| EXTRAIT CHOISI |
Mme Gourgues née Paula Castor mettait alors une régularité presque d’automate dans la classe de français qu’elle donnait avec autant de passion que d’engagement comme si elle voulait par-dessus tout laisser , pas sur le sable du temps, cet amour des livres et du savoir qui restera comme son propre héritage chez ces gamins que nous étions et qui, en l’espace de quelques années, emporteront d’elle une image d’élégance , de raffinement et de sérénité dans un monde maintenant bouleversé.
Les années 60 étaient
des années de feu, non seulement en Haïti, mais dans son voisinage immédiat
caribéen. Malgré cette fragilité et cette paix de volcan, l’enseignement
en Haïti avait ses héros et ses croisés. Madame Gourgues était l’une
de ces belles figures qui semblaient sortir de cette aristocratie de
province que Balzac décrit si bien dans le Lys
dans La Vallée. À cette époque, l’histoire n’avait pas ce
rythme qu’on lui connait de nos jours. Beauté tranquille, Mme Gourgues
paraissait tant au physique qu’au moral résister aux pièges de ces années de
contestation placées plus tard sous le signe de la révolte hippie et bientôt de
mai 68.
L’éducation élevée
déjà au niveau d’un mythe était sa première divinité, à la fois publique et
secrète. Née d’une famille aquinoise qui continue de tisser sa légende entre
une histoire tenace et ces mers porteuses d’aventures, Mme Gérard Gourgues
s’épanouissait dans un Port au Prince encore patricien, même si l’arrivée
de ces masses exclues trop longtemps de la croissance lui faisait
déjà l’effet d’un campement tartare. Le mérite de cette grande dame, c’est
qu’elle allait jeter sur ces représentants des terres bossalles le fumier
du savoir et de l’esprit. Comme M. de la Palice qui faisait des vers sans
le savoir, Mme Gourgues faisait aussi de la révolution à sa manière.

| EXERCICE |
Reprenez le portrait de Mme Gourgues, professeure de français en Haïti, et écrivez la suite après sa dernière phrase. Vous n'aurez pas besoin des données.

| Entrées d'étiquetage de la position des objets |
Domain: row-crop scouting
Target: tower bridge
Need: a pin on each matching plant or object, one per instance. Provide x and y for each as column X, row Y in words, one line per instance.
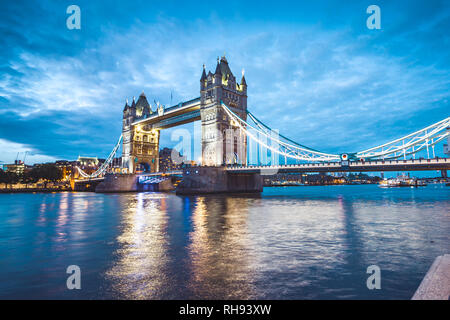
column 230, row 132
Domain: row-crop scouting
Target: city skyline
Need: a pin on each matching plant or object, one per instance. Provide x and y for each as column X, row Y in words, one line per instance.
column 61, row 89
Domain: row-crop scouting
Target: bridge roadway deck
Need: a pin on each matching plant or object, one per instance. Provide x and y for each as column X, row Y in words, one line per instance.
column 353, row 166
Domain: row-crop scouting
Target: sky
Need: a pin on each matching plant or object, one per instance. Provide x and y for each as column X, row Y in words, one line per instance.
column 314, row 70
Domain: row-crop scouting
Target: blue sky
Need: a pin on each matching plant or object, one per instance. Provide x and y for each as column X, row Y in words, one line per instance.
column 313, row 68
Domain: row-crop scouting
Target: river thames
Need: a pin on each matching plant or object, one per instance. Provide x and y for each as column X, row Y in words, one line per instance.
column 287, row 243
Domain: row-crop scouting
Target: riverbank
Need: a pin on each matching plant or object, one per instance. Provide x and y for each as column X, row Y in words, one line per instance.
column 35, row 190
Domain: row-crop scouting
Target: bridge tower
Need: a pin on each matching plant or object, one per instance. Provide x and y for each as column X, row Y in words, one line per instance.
column 140, row 148
column 223, row 142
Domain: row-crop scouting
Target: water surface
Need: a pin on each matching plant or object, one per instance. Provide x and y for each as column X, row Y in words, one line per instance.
column 288, row 243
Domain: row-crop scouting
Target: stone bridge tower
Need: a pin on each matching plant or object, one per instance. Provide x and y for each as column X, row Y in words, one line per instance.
column 140, row 148
column 223, row 142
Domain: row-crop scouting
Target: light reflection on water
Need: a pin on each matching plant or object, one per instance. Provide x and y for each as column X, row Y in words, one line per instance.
column 288, row 243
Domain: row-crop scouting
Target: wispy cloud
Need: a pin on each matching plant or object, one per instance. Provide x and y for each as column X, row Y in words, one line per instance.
column 326, row 86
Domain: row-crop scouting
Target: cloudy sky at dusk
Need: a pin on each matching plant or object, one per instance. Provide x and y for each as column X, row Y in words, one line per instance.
column 313, row 68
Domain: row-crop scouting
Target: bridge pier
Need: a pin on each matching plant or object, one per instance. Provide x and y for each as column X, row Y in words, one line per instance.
column 118, row 183
column 203, row 180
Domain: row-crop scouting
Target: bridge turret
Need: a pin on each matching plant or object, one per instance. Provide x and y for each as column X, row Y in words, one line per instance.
column 143, row 109
column 222, row 141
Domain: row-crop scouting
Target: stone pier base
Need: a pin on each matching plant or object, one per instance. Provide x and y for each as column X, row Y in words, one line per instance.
column 201, row 180
column 436, row 284
column 118, row 183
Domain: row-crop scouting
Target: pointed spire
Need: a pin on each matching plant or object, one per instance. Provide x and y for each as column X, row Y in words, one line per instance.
column 218, row 67
column 126, row 105
column 203, row 74
column 243, row 82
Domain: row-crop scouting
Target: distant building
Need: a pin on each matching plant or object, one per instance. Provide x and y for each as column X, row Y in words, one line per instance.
column 88, row 161
column 18, row 167
column 167, row 163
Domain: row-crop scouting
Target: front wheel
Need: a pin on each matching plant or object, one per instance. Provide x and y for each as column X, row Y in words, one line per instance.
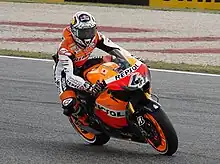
column 90, row 138
column 161, row 134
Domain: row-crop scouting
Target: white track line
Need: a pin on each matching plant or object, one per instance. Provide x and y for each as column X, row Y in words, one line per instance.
column 158, row 70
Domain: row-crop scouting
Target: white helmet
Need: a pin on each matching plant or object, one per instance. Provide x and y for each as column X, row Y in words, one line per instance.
column 83, row 28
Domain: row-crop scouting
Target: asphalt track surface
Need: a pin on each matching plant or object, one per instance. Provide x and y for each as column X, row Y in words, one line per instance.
column 33, row 129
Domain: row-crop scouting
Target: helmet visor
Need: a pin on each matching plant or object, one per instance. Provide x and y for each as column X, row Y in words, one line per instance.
column 87, row 33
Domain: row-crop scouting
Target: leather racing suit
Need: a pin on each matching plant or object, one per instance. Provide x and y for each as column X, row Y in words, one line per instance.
column 71, row 60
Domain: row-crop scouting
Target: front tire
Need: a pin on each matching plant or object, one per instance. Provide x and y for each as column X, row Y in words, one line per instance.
column 168, row 142
column 90, row 138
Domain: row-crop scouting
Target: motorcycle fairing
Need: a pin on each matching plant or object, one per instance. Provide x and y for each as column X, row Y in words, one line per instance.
column 110, row 110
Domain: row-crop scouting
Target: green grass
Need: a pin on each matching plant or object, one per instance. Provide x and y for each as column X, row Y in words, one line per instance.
column 114, row 5
column 152, row 64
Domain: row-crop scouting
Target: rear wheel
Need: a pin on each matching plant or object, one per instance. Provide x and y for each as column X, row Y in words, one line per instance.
column 90, row 138
column 161, row 134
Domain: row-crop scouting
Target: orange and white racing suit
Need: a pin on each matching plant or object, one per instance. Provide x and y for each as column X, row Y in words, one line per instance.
column 71, row 60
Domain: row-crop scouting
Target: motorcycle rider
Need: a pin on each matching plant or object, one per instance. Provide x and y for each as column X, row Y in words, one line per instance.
column 79, row 40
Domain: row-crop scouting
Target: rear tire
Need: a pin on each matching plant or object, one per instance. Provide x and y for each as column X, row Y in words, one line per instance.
column 166, row 131
column 90, row 138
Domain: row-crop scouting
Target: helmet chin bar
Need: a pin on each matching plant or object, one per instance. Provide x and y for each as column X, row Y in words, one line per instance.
column 87, row 41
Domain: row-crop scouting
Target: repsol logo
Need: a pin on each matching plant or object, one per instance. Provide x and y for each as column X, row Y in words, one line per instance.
column 126, row 72
column 110, row 112
column 197, row 0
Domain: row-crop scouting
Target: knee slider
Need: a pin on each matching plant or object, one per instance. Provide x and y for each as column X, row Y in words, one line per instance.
column 69, row 103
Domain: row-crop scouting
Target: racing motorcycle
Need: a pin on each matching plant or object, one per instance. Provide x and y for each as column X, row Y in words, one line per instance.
column 126, row 109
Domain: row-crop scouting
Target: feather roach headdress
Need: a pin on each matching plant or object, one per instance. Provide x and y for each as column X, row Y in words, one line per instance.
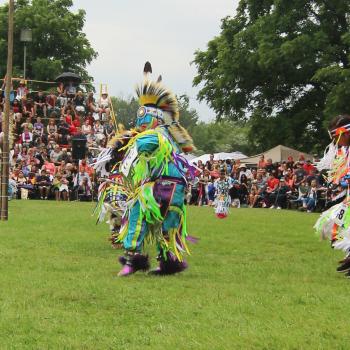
column 152, row 94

| RÉPONSE |
Aujourd’hui, c’est avec une pointe d’orgueil qu’elle rencontre dans les avenues
du pouvoir et de l’administration ses anciens élèves qui lui en surent gré.
Elle avait dans son
rogatoire un autre dieu qui a pour nom la famille. La également, elle
connut ces moments de bonheur sans égal qui rappellent ces morceaux de
ciel bleu guettés par des nuages. Un mari épris de lettres et revenu d’un Paris
qui donnait alors le ton au reste du monde, les premiers pas d’une trinité de
fillettes sorties comme des romans de Proust et qui allaient d’un pas
incertain a la fête Dieu, une élégance qui faisait qu’on se retournât sur son
passage, Mme Gourgues arborait sous un large sourire une sérénité que la mort
prématurée de sa jeune sœur Yanick n’avait pas éteint tant il était
difficile de saisir alors ce qui faisait alors sa force. Elle
savait longtemps déjà que pour sortir de l’emprise du besoin et des contraintes
matérielles, il fallait prendre refuge derrière les boucliers de l’illusion.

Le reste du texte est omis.